-- CHALLENGE 1 --
In the records, reproduce the stretch from the line containing "lattice tower visible" through the line containing "[261, 81, 613, 1300]", swapping "steel" for "iron" and leaving everything else unchanged.

Triangle builds up.

With a crash and shower of pine needles from falling trees, the future is taking shape north of Raleigh. It's the broad pathway being cleared for what in a few years will become the 1-540 Outerbelt.

To the south, the future came 18 months ago when dignitaries cut a ribbon for the first passengers at Cary's new train station. By 2003, when motorists drive the Outerbelt in the north, workers could be boarding commuter trains for offices in the Research Triangle Park, Durham and Raleigh.

"Clearly," says Ron Gibson, chief executive of Highwoods Properties in Raleigh, which will build many of those offices, "the defining factor in the Triangle in coming years will be our transportation system."

David Waggoner, Raleigh area manager for Heery International Inc., a national architectural and construction-management firm, believes public transit will be particularly important. "Most people think it has been late in starting and that we need to get on board quick," he says.

-- GIVEN ENTRIES --
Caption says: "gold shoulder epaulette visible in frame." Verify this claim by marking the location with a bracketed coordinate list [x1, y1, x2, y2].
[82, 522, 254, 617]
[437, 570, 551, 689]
==
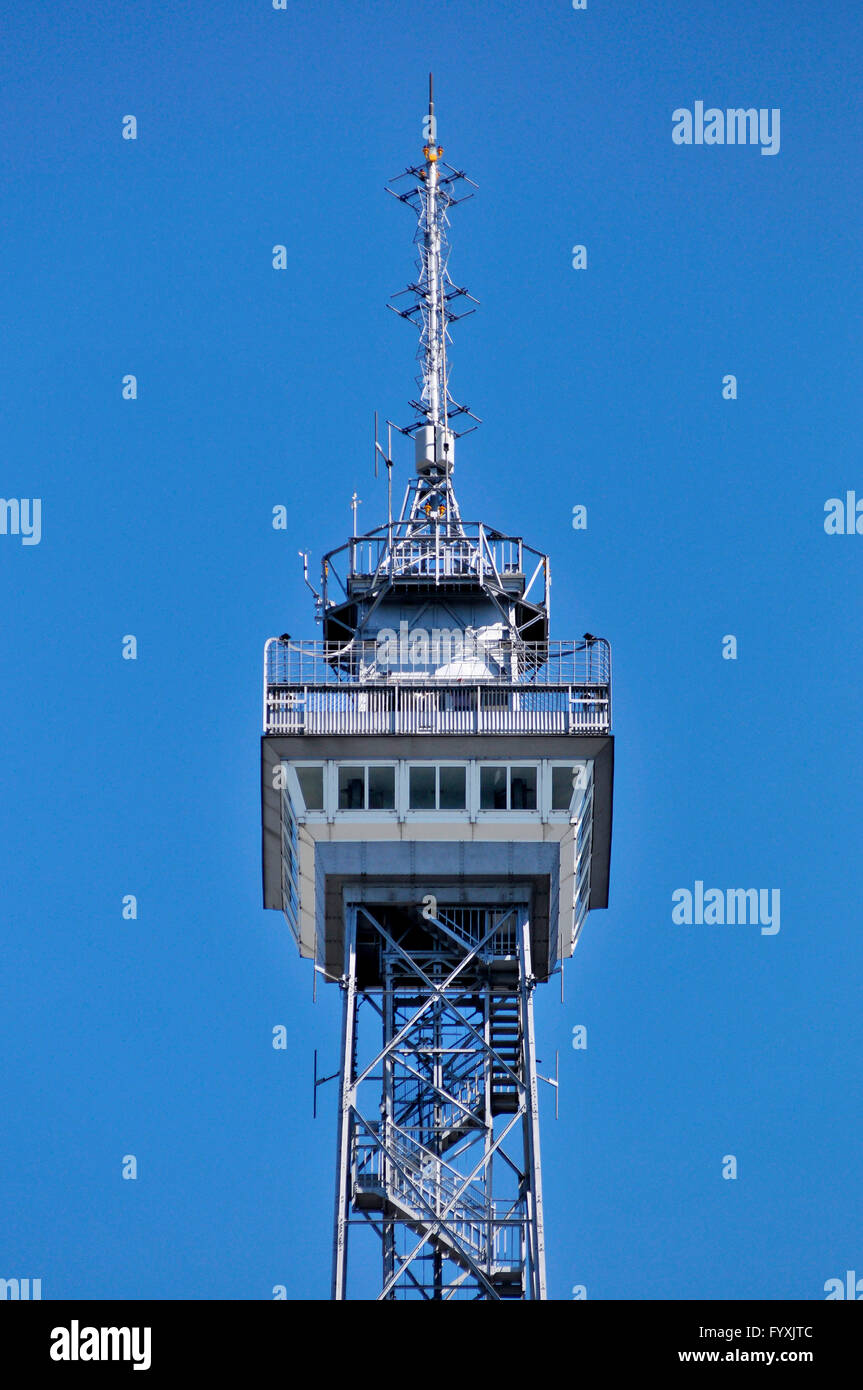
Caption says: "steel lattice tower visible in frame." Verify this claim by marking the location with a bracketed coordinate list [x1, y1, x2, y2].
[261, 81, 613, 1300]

-- CHALLENGE 2 --
According to the article on Triangle growth, what will be the defining factor in the Triangle in coming years, in Ron Gibson's view?

-- COMPLETE OUTPUT 1 --
Caption says: "iron lattice tower visible in frame." Verify this claim by marking the location with a bracketed coordinate list [x1, y1, x2, y2].
[261, 81, 613, 1300]

-- COMPLETE OUTPUT 2 --
The Triangle's transportation system.